§ **Task instructions**:
Reproduce the part of the tafamidis article below starting at "In response to" and ending at "the treatment work?".

(Passage Opens)

The Scottish Medicines Consortium (SMC) the organisation that advises which medicines should be made available via the NHS in Scotland has given their approval to a new drug – tafamidis (Vyndaqel) – to treat transthyretin amyloidosis cardiomyopathy (ATTR-CM). This is the first ever treatment for this type of cardiomyopathy. It has been approved for adults with hereditary or wild-type (non-hereditary) ATTR-CM.
Tafamidis had already been assessed by the in 2021, but was rejected for value for money reasons. This reassessment has therefore granted access on the basis of a ‘Patient Access Scheme’ arrangement. This is a confidential pricing agreement to improve the cost effectiveness of the medicine.
Tafamidis should now be made available by NHS boards in Scotland, which have responsibility for deciding which medicines are available in their area. Once it is on Boards’ formularies (list of approved medicines), doctors will be able to prescribe the drug. While they can use their clinical judgement when prescribing, making their decision on an individual patient's situation, they usually follow the SMC's advice.
In response to the news, Joel Rose, Cardiomyopathy UK’s Chief Executive, said:
“Amyloidosis cardiomyopathy is a serious, progressive, disabling and lethal condition, with a heavy toll on patients, their relatives and carers. So we’re extremely pleased that Tafamidis will become available in Scotland for people affected by this rare form of cardiomyopathy. We sincerely hope that NICE follows suit and the treatment also becomes available in England and Wales.”
How does the treatment work?
Amyloidosis is a group of rare conditions caused by a build-up of an abnormal protein (called amyloid) in the body. This build-up stops the tissues and organs working properly.
In ATTR-CM, a type of amyloid protein called transthyretin that normally circulates in the bloodstream becomes misshapen and builds up in the heart, nerves and other organs. It can affect how well the heart functions, causing cardiomyopathy.
Tafamidis works by inhibiting the formation of amyloid. This delays the onset of cardiac muscle damage.
We worked closely with the UK Amyloidosis Patient Association to put in a joint submission to the SMC. This submission provided evidence on the impact of the disease on patients, and how the drug could make a difference in improving the quality of life of patients, their family and carers.

(Passage Closes)
(Data excerpt Opens)

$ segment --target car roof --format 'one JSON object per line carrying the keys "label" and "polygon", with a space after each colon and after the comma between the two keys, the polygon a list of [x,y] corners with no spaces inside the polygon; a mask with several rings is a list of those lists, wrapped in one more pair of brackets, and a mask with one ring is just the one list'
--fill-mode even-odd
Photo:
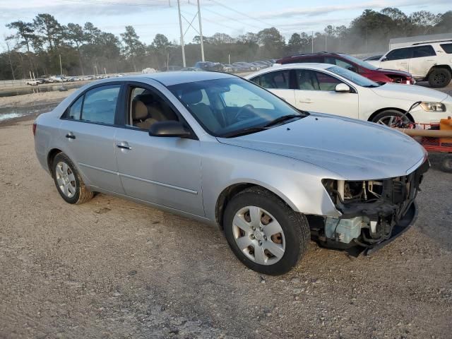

(Data excerpt Closes)

§ **Reply to the task**:
In response to the news, Joel Rose, Cardiomyopathy UK’s Chief Executive, said:
“Amyloidosis cardiomyopathy is a serious, progressive, disabling and lethal condition, with a heavy toll on patients, their relatives and carers. So we’re extremely pleased that Tafamidis will become available in Scotland for people affected by this rare form of cardiomyopathy. We sincerely hope that NICE follows suit and the treatment also becomes available in England and Wales.”
How does the treatment work?